_Instructions for the task_
Among the lines below, copy exactly those from the one with "Produce, for each" through the one with "box: [431, 123, 640, 305]", counting both ends.

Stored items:
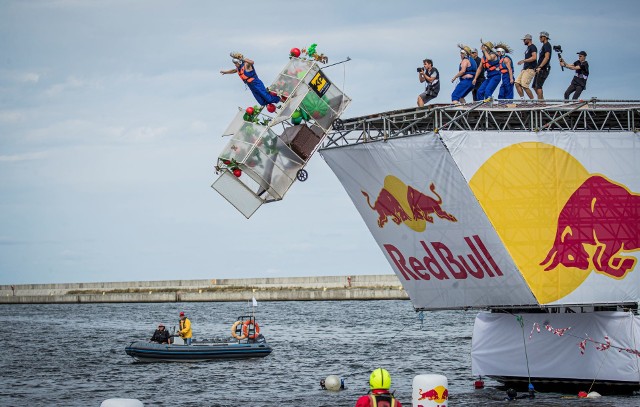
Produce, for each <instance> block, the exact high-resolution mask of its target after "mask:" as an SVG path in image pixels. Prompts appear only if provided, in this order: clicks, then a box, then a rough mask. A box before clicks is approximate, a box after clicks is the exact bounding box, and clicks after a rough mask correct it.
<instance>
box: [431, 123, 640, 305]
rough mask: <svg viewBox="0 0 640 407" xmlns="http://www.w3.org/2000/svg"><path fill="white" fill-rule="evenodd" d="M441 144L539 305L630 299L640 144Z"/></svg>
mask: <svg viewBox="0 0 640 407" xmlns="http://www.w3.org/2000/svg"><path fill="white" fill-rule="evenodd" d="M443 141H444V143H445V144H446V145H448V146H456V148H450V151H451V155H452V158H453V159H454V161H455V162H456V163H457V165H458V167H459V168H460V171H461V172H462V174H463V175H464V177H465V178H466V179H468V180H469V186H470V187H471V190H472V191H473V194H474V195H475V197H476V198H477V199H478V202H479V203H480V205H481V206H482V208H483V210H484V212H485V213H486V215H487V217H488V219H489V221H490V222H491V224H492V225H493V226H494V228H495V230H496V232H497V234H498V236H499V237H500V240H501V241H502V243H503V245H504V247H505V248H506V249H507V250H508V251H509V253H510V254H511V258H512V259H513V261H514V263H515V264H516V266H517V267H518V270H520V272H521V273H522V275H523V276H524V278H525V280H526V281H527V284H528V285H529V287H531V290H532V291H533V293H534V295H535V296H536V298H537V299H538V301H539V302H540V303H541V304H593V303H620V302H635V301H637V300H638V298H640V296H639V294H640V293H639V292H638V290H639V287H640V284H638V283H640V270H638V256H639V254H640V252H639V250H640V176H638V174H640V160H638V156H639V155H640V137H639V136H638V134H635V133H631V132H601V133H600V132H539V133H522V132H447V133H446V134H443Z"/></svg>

==

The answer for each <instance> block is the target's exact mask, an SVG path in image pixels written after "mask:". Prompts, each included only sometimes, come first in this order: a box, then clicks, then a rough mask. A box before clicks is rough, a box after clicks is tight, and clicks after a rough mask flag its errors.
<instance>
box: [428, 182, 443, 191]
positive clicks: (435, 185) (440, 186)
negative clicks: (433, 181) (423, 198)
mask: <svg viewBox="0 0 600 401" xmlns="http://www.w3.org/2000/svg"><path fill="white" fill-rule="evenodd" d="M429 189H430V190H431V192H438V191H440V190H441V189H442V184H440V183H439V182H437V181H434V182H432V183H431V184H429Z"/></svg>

_Output below_
Produce, for each <instance> block, the exact high-resolution mask of its target after "mask:" as an SVG path in image pixels. Prompts appear only if provided, in this order: clicks, then a box, then a rough mask. A box before clicks is approximate, a box after clicks is the exact bounding box, and clicks after a rough mask correct it.
<instance>
box: [431, 123, 640, 305]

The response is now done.